→ Written request: Repeat every line of the data below without changing anything.

→ Dataset entries:
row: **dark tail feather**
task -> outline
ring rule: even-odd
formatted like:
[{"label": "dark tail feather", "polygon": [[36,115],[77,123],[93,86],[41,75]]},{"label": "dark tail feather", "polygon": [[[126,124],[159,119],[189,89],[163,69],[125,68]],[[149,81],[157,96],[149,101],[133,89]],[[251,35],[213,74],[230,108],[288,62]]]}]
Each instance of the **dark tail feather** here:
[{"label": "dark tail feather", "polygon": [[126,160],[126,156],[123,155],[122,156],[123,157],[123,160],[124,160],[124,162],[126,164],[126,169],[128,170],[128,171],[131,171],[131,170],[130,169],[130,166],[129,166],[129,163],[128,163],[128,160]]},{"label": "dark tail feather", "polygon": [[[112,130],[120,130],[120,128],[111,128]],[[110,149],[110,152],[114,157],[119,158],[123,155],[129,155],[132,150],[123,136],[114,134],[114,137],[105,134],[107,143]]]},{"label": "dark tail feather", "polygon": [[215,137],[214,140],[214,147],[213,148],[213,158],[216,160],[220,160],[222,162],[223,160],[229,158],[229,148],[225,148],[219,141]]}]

→ Result:
row: **dark tail feather**
task -> outline
ring rule: even-odd
formatted like:
[{"label": "dark tail feather", "polygon": [[36,115],[77,123],[93,86],[41,75]]},{"label": "dark tail feather", "polygon": [[[126,124],[159,119],[189,89],[163,69],[125,68]],[[149,81],[157,96],[149,101],[133,89]],[[251,35],[213,74],[230,108],[288,62]]]}]
Each instance of the **dark tail feather** here:
[{"label": "dark tail feather", "polygon": [[126,160],[126,156],[123,155],[122,156],[123,157],[123,160],[124,160],[124,162],[126,164],[126,169],[128,170],[128,171],[131,171],[131,170],[130,169],[130,166],[129,166],[129,163],[128,163],[128,160]]},{"label": "dark tail feather", "polygon": [[[112,130],[120,130],[120,128],[111,128]],[[110,149],[110,152],[114,157],[119,158],[123,155],[129,155],[132,150],[123,136],[114,134],[114,137],[105,134],[107,143]]]},{"label": "dark tail feather", "polygon": [[215,137],[214,140],[214,147],[213,148],[213,158],[216,160],[220,160],[222,162],[223,160],[229,158],[229,148],[225,148],[219,141]]}]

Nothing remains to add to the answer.